Brief »
Continue the guide on hosting a safe, socially distanced Thanksgiving, starting after its final line.

Text block »

Content starts

How to Host a Safe, Socially Distanced Thanksgiving
Consider celebrating virtually with family and friends; otherwise, follow our experts' advice.
The ongoing coronavirus pandemic has changed a lot—including the holidays. Unfortunately, according to health experts, there isn't a way to host a completely "safe" Thanksgiving dinner in the traditional sense this year. But if you're intent on hosting this holiday season, there are things you can do to mitigate any risks taken—by you and your guests—when celebrating together on November 26.
Here, experts say, is how to host a safe, socially distanced Thanksgiving.
Consider going virtual.

Content ends

Given information »

Content starts

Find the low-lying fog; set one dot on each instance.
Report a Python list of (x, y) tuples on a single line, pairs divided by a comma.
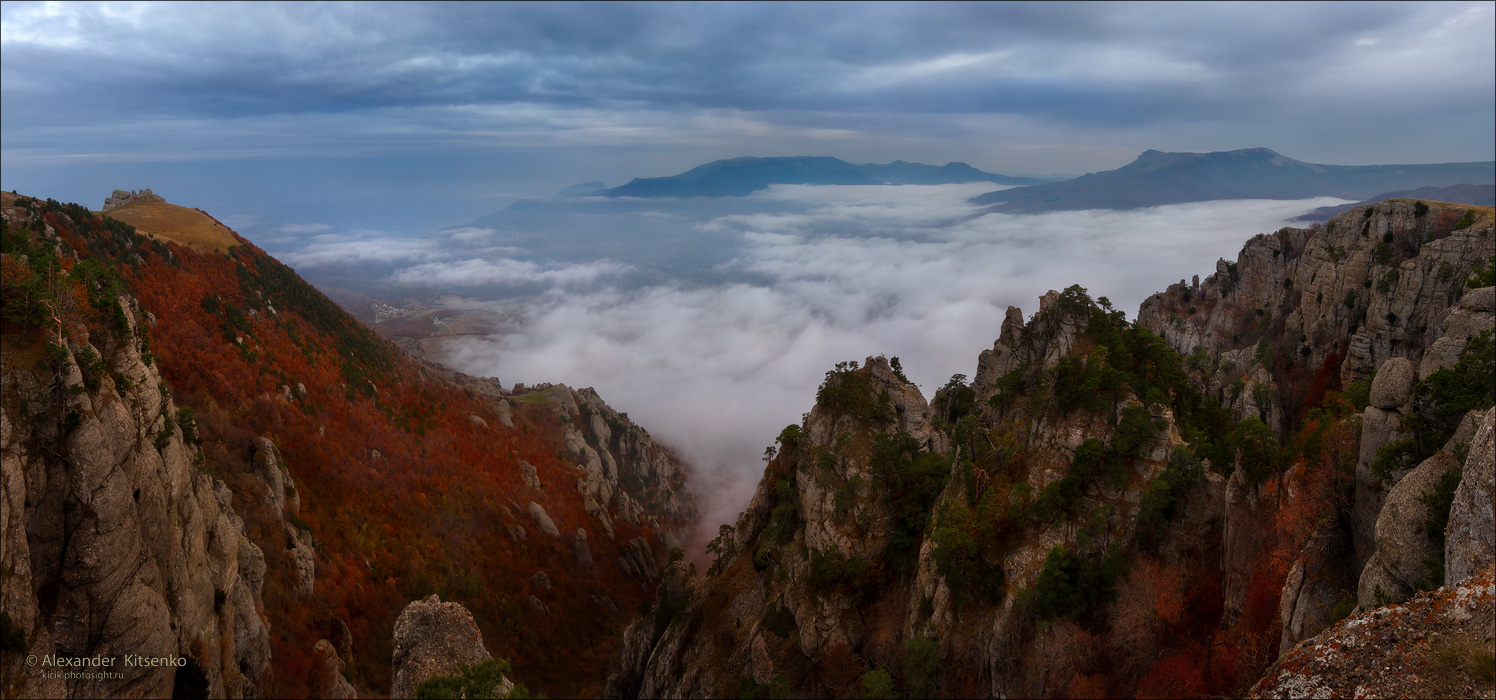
[(712, 322)]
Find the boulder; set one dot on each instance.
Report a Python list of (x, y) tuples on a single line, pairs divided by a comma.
[(1405, 561), (506, 413), (1395, 382), (581, 554), (536, 605), (530, 476), (1469, 542), (1315, 584), (433, 639), (543, 519), (326, 679)]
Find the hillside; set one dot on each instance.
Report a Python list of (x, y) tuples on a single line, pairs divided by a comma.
[(1471, 195), (739, 177), (168, 222), (207, 458), (1112, 509), (1161, 178)]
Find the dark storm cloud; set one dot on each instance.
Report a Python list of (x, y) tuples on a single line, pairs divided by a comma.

Content ends

Task answer »
The safest thing you can do is to host Thanksgiving virtually, says Dr. Amber Noon, M.D., an infectious disease specialist. That's especially true if guests are immune-compromised or would have to travel from out of town to attend, she says. "Even if grandparents are perfectly healthy, our immune systems change with age," Dr. Noon warns, explaining that our T cells—or the cells that come to our defense in the days after we've encountered a virus—are slower to react and engage as we age. "I strongly encourage hosts to 'set a seat' for your grandmother using a computer monitor and have her join the party via Zoom or Facetime," says Dr. Noon.
But a digital fête doesn't have to be drab: Anne R. Kokoskie, event design consultant at Styled by ARK, encourages you to create a stylish invitation to send to guests. Then, on the invitation, ask guests to not only RSVP but to also share a recipe that everyone could make for dinner. (As the organizer, you can send each recipe to your guests via email.) "The intention is to create a meal that is a collection of all who will not be together in person but in spirit," explains Kokoskie.
Choose your location carefully.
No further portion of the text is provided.